> Work instruction: The word "below" marks the lines you need; copy each of them from the data.

> Records provided:
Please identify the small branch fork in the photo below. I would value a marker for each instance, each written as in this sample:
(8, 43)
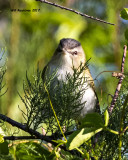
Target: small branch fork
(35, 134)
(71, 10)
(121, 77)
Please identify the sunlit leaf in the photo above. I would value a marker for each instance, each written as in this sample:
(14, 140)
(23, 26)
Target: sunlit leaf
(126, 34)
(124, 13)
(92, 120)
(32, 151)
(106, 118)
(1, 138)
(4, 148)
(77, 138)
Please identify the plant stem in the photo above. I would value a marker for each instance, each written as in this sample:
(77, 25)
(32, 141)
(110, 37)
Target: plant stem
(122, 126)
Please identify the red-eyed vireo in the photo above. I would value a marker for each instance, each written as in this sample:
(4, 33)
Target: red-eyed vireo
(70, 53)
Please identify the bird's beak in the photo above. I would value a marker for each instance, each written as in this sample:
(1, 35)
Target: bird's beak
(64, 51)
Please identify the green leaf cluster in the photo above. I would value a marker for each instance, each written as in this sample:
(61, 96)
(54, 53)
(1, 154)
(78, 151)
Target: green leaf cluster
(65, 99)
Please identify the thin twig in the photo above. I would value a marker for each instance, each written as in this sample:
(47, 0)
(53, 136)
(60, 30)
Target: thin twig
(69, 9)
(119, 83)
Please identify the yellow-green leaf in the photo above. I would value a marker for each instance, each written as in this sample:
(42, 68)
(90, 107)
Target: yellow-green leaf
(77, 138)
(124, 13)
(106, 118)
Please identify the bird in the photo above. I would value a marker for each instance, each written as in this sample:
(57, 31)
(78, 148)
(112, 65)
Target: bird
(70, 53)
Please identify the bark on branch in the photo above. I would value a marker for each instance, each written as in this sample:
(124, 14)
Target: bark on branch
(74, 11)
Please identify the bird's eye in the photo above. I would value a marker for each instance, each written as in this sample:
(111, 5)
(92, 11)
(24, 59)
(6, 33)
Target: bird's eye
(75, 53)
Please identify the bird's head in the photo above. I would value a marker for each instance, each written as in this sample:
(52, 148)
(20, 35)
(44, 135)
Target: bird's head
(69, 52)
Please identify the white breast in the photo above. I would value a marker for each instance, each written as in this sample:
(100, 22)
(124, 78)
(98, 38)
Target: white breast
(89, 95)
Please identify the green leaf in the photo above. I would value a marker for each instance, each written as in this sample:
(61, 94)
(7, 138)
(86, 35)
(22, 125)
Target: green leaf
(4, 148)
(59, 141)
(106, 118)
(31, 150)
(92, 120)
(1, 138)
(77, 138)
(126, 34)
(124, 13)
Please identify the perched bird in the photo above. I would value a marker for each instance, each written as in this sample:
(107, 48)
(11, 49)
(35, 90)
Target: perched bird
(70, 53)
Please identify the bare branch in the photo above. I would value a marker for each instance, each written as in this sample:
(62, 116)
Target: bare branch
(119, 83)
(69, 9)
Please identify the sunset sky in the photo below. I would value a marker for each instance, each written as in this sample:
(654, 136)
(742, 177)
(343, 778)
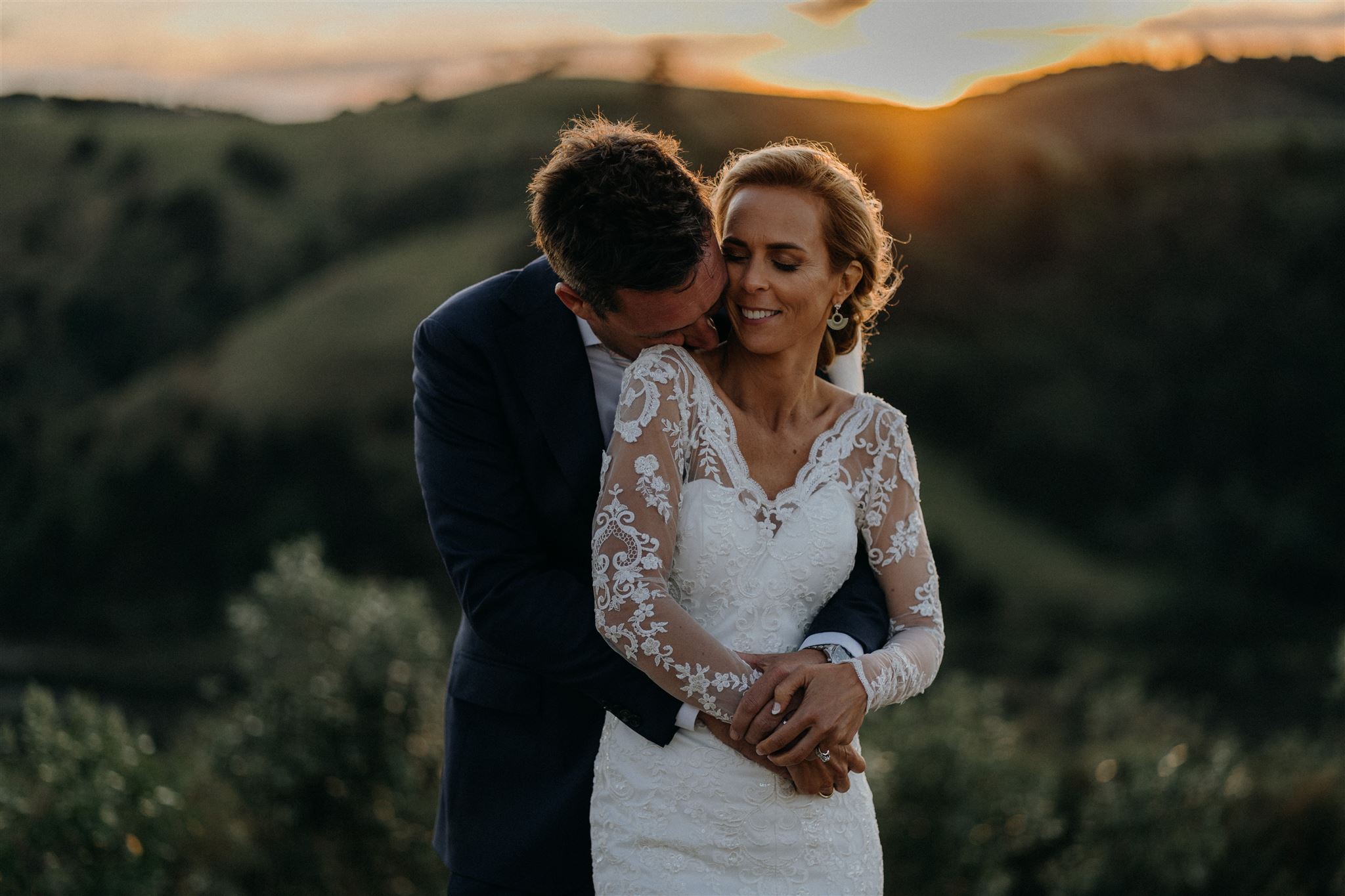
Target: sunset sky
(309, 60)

> Answer area:
Please identify the small branch fork in the photo below. I would value a marker for each instance, each written as in this sample:
Please identify the sunset sky in the photo below. I would value a marker for each instance, each written as in this sample:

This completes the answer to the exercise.